Report how many lines in the material below contain the word "dark". Give only the number.

Data for processing
--------

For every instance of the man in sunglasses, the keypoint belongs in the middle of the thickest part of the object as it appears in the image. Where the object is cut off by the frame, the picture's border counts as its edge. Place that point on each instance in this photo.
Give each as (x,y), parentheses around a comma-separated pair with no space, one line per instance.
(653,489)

--------

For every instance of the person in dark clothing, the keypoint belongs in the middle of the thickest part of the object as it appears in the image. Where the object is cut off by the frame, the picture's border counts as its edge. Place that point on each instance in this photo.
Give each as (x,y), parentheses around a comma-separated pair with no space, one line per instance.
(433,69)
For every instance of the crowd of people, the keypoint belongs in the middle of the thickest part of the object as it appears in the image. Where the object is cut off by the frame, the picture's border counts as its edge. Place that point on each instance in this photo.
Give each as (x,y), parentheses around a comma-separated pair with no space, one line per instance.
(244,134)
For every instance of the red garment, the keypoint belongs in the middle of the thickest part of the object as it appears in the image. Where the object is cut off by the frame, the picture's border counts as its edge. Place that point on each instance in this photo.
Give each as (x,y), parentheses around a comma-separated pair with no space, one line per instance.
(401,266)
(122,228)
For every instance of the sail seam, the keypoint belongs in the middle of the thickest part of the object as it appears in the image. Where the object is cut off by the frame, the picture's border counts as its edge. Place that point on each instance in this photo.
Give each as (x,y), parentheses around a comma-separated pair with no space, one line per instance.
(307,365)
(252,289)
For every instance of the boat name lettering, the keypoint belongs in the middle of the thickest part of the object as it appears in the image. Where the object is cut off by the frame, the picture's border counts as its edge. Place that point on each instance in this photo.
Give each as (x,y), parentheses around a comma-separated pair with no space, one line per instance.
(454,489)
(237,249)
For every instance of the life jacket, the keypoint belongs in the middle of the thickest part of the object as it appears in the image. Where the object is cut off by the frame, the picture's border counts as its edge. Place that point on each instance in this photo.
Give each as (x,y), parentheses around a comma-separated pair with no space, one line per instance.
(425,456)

--------

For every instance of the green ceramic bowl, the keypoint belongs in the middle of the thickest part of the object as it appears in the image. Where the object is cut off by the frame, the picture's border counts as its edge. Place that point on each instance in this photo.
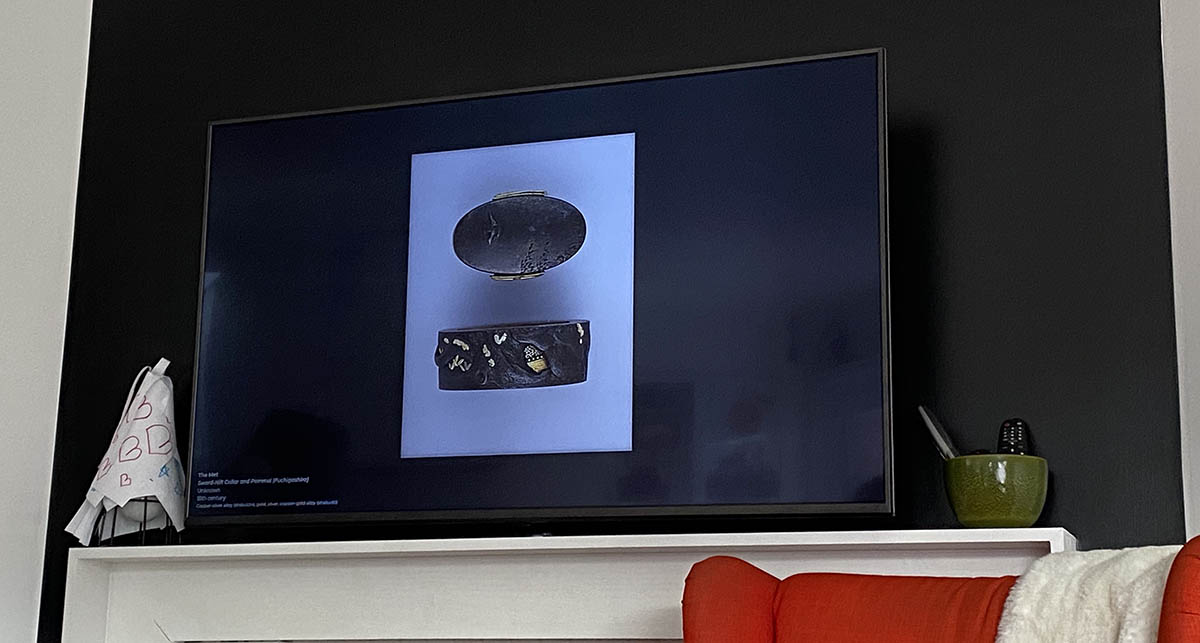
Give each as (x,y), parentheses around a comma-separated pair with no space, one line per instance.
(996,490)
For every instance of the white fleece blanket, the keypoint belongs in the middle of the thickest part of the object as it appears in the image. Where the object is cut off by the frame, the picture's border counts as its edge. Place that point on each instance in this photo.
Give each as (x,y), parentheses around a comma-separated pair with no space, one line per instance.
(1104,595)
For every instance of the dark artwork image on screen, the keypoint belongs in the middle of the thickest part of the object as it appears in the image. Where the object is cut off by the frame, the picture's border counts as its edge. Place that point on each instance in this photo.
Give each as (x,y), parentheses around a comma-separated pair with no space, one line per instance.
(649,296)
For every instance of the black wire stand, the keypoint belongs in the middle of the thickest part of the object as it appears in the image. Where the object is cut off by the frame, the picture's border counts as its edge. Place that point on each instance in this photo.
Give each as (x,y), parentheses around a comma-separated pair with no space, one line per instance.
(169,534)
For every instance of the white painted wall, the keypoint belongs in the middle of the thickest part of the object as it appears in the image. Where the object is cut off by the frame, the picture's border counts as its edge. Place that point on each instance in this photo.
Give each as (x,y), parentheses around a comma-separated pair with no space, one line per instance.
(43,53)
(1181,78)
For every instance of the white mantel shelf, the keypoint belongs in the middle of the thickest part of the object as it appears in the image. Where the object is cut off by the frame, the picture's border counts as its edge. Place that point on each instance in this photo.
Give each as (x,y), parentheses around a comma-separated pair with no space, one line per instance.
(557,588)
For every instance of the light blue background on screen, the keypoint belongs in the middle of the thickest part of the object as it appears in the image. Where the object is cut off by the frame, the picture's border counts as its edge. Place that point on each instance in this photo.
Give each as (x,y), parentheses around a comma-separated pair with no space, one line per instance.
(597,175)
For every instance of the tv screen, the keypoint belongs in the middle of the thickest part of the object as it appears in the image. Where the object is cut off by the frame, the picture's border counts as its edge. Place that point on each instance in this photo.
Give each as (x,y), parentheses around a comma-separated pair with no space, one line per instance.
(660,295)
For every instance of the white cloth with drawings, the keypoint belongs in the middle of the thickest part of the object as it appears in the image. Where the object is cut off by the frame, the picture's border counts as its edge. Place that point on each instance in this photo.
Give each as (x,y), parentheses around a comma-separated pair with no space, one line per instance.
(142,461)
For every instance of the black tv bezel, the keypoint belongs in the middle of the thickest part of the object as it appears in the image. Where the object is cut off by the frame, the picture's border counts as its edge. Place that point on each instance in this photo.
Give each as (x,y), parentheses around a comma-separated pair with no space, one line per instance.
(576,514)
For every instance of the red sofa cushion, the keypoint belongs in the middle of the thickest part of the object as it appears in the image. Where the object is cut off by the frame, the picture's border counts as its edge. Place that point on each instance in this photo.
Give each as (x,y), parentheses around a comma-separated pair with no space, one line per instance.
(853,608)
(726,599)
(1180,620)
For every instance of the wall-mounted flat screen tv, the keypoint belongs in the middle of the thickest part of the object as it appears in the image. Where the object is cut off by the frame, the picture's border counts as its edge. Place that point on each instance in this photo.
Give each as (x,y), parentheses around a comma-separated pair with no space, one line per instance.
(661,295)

--------

Result for this exercise
2